Task input >>
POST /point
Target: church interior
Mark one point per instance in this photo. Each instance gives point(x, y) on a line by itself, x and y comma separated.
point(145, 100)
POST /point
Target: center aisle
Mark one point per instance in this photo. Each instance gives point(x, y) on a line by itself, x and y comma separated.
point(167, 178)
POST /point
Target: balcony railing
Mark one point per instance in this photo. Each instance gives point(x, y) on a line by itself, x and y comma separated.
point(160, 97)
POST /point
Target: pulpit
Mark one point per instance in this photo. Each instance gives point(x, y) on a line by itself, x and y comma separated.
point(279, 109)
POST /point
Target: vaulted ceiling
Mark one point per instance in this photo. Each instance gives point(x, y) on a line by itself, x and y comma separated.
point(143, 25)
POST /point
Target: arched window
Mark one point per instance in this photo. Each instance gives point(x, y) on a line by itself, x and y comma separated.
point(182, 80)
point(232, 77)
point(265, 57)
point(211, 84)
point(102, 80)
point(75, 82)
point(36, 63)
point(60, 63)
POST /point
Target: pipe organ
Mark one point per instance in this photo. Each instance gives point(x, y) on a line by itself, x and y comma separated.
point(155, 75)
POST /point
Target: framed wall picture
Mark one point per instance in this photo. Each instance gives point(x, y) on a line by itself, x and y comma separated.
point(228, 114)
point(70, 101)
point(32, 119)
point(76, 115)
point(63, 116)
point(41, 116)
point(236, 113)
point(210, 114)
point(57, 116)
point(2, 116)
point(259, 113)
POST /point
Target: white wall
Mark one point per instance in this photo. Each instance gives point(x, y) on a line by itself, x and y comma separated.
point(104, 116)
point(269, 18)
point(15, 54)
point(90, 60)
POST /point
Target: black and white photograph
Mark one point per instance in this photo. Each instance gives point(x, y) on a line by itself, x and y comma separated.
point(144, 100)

Task to complete >> Exact copies of all the records are required.

Worked answer >>
POST /point
Target: church interior
Mark one point per instance in this photo. Each instance gives point(x, y) on a line by itself, x and y comma separated.
point(145, 100)
POST /point
Target: center aisle
Mark one point per instance in this photo. Each instance gives point(x, y) on a line by itself, x and y comma separated.
point(167, 178)
POST /point
Target: balcony railing
Mark one point per instance in this photo. Each instance gives point(x, y) on a line by itself, x and y comma separated.
point(160, 97)
POST /point
Target: pulpit
Mark one point per instance in this photo. Each instance gives point(x, y) on a line by itself, x and y comma separated.
point(279, 109)
POST /point
Target: vaulted ceiling
Mark one point per instance in this photo. Each instance gives point(x, y) on a line by itself, x and y comma separated.
point(143, 25)
POST /point
Target: arched window
Mark one point per instance in this photo. Each instance gives point(x, y) on a line by itself, x and y comma separated.
point(182, 80)
point(232, 77)
point(265, 57)
point(211, 84)
point(102, 80)
point(75, 82)
point(36, 63)
point(60, 63)
POST /point
Target: pipe organ
Mark one point per instance in this photo. Each instance gives point(x, y) on a line by itself, x and y comma separated.
point(155, 75)
POST /point
Target: framed wall picture
Mark one point per instance in this photo. Each instance gives point(x, y) on a line by itself, x and y comma separated.
point(228, 114)
point(70, 101)
point(32, 119)
point(76, 115)
point(63, 116)
point(41, 116)
point(236, 113)
point(210, 114)
point(57, 116)
point(2, 116)
point(259, 113)
POST /point
Target: white wall
Mark one point per instance in this photo. Each instance gives point(x, y) on a line by itself, x and y comma separated.
point(104, 116)
point(269, 18)
point(15, 54)
point(90, 60)
POST /point
Target: black and white photograph
Mark one point per instance in this photo. Each instance gives point(x, y) on a line by itself, x and y comma separated.
point(144, 100)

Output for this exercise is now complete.